WORK TO BE COMPLETED>
Return all of the records exactly.

RECORDS SUPPLIED>

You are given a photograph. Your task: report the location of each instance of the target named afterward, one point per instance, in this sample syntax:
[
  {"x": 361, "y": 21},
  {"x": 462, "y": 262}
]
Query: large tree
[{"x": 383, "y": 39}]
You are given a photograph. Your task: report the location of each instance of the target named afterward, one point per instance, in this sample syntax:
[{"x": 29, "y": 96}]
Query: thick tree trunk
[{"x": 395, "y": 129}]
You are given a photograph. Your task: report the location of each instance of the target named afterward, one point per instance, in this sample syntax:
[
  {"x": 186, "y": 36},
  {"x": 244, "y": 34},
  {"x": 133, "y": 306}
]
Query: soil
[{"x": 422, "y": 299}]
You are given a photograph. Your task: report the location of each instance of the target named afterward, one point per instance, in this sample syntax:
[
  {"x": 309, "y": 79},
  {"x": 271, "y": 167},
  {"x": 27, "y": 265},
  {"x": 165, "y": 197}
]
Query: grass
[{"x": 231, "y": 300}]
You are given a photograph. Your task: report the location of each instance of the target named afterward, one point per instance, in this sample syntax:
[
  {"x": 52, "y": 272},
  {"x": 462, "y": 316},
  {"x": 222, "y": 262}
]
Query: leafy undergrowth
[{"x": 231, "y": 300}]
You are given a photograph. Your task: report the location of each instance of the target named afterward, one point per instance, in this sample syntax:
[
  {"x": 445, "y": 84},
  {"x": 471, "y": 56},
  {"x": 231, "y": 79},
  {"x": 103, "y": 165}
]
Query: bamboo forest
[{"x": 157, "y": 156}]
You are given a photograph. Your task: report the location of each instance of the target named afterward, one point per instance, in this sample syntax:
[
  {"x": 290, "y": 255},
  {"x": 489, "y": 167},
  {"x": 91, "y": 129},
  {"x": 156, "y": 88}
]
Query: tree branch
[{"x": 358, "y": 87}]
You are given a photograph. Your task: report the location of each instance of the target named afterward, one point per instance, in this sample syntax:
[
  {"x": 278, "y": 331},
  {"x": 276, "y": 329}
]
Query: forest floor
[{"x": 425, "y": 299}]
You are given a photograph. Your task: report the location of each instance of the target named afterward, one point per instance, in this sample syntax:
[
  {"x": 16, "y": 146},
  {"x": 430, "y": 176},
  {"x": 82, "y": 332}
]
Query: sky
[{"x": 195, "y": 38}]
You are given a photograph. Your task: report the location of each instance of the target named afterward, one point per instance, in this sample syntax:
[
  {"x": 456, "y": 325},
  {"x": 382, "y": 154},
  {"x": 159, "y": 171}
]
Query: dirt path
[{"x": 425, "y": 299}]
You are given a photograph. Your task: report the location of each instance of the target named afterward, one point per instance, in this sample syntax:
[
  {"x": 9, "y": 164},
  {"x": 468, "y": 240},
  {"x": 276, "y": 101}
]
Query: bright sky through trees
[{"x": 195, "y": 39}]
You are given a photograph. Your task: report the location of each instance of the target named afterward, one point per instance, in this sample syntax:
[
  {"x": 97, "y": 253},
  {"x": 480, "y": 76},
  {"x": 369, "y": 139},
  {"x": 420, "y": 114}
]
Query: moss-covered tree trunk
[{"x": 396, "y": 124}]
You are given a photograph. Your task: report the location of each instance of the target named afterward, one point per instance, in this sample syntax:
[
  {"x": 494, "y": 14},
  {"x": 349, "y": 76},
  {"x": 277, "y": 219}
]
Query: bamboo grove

WRITTEN ANSWER>
You are given a photograph. Your task: report the location of each instance of the target named afterward, one point per instance, in this sample syntax:
[
  {"x": 361, "y": 21},
  {"x": 462, "y": 262}
]
Query: large tree
[{"x": 383, "y": 39}]
You are given a photograph. Your task: report the location of each instance of the target named afterward, one point per instance, in this sample syntax:
[{"x": 29, "y": 96}]
Query: thick tree trunk
[{"x": 395, "y": 129}]
You are given a photograph. Your task: report the location of each instance of the target named afterward, one point per instance, in this sample syntax:
[
  {"x": 186, "y": 36},
  {"x": 244, "y": 34},
  {"x": 133, "y": 306}
]
Query: soil
[{"x": 422, "y": 299}]
You are given a photograph. Your task: report the location of each instance of the target named afterward, one point per instance, in this sample syntax:
[
  {"x": 309, "y": 79},
  {"x": 271, "y": 167},
  {"x": 27, "y": 265},
  {"x": 165, "y": 197}
]
Query: grass
[{"x": 231, "y": 300}]
You are given a photograph. Your task: report the location of each instance of the target named afterward, one point per instance, in this sample syntax:
[
  {"x": 52, "y": 272},
  {"x": 462, "y": 316},
  {"x": 222, "y": 262}
]
Query: leafy undergrowth
[{"x": 231, "y": 300}]
You are given a photograph. Your task: report the location of each instance of the target named afterward, one point per instance, in this sample syntax:
[
  {"x": 445, "y": 84},
  {"x": 471, "y": 56},
  {"x": 231, "y": 79},
  {"x": 103, "y": 165}
]
Query: bamboo forest
[{"x": 157, "y": 156}]
You are given a photograph. Your task: report the location of each instance of the target named afterward, one point per instance, in this sample syntax:
[
  {"x": 290, "y": 255},
  {"x": 489, "y": 167},
  {"x": 91, "y": 129},
  {"x": 156, "y": 88}
]
Query: tree branch
[{"x": 358, "y": 87}]
You are given a photograph. Your task: report the location of each instance of the target named afterward, one point per instance, in this sample syntax:
[
  {"x": 278, "y": 331},
  {"x": 276, "y": 329}
]
Query: forest floor
[{"x": 425, "y": 299}]
You are given a photograph. Your task: report the location of each instance of the target named afterward, one point per instance, in this sample syntax:
[
  {"x": 16, "y": 146},
  {"x": 430, "y": 176},
  {"x": 82, "y": 332}
]
Query: sky
[{"x": 195, "y": 38}]
You are given a photograph. Your task: report the location of each instance of the target named afterward, one point per instance, in this sample syntax:
[
  {"x": 456, "y": 325},
  {"x": 382, "y": 154},
  {"x": 159, "y": 171}
]
Query: dirt path
[{"x": 425, "y": 299}]
You are given a photograph. Your task: report the location of each instance of the target named afterward, one point per instance, in this sample syntax:
[
  {"x": 9, "y": 164},
  {"x": 468, "y": 240},
  {"x": 276, "y": 101}
]
Query: bright sky through trees
[{"x": 195, "y": 39}]
You are given a photograph. Your task: report the location of each instance of the target named afterward, one point per instance, in this sample syntax:
[
  {"x": 97, "y": 253},
  {"x": 480, "y": 76},
  {"x": 369, "y": 139},
  {"x": 420, "y": 114}
]
Query: moss-covered tree trunk
[{"x": 396, "y": 124}]
You are given a photograph. Your task: report the location of each instance of the target named afterward, one point per instance, in this sample syntax:
[
  {"x": 494, "y": 14},
  {"x": 349, "y": 76},
  {"x": 277, "y": 219}
]
Query: bamboo grove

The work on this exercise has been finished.